■ Given problem
Please copy out the following items line for line, keeping every character as it is.
***** Dataset
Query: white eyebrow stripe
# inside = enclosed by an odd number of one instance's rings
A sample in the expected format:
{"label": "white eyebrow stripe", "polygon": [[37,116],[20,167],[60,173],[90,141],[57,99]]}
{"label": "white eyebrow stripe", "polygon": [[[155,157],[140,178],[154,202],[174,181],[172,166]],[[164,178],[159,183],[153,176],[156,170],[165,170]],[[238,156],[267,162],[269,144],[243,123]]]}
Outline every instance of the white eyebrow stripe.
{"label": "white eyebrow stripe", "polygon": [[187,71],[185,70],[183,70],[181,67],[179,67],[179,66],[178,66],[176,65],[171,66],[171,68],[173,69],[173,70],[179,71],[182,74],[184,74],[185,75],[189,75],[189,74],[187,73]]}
**********
■ Answer to the problem
Query: white eyebrow stripe
# inside = enclosed by an odd number of one instance's rings
A sample in the expected format:
{"label": "white eyebrow stripe", "polygon": [[37,116],[20,167],[60,173],[90,141],[57,99]]}
{"label": "white eyebrow stripe", "polygon": [[[155,157],[140,178],[154,202],[174,181],[172,166]],[[164,178],[159,183],[153,176],[156,170],[165,170]],[[238,156],[267,162],[269,144],[243,123]]]}
Outline every instance of the white eyebrow stripe.
{"label": "white eyebrow stripe", "polygon": [[187,71],[185,70],[183,70],[181,67],[179,67],[179,66],[178,66],[176,65],[171,66],[171,68],[173,69],[173,70],[179,71],[182,74],[184,74],[185,75],[189,75],[189,74],[187,73]]}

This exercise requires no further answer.